- Что нужно сделать:
Выпишите из записей ниже каждую строку, где встречается слово "find".

- Записи для задания:

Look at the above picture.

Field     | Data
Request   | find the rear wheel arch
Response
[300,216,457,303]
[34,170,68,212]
--
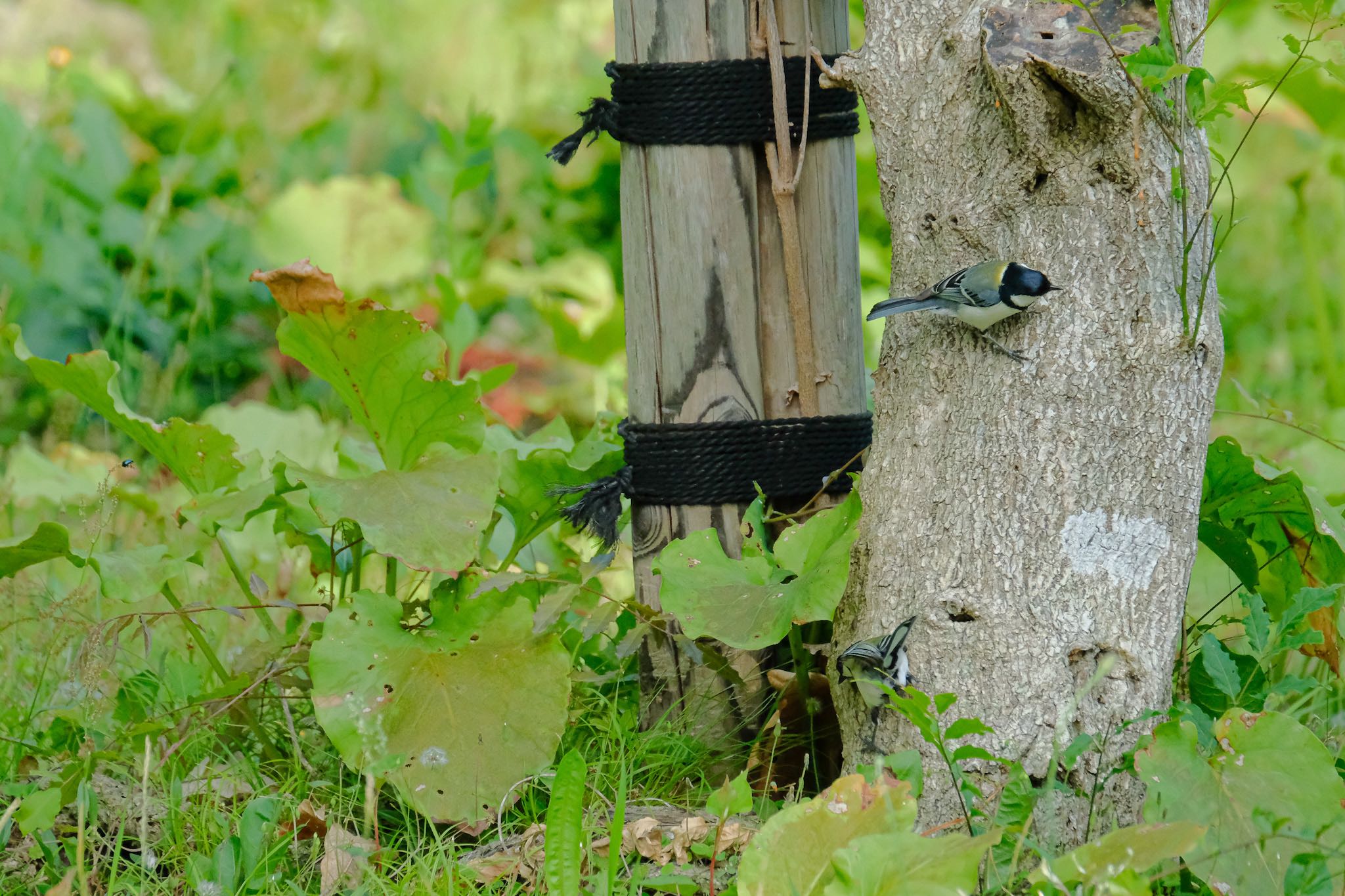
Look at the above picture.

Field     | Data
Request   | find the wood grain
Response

- Результат упражнения:
Request   | find the rear wheel arch
Request   | find the wood grain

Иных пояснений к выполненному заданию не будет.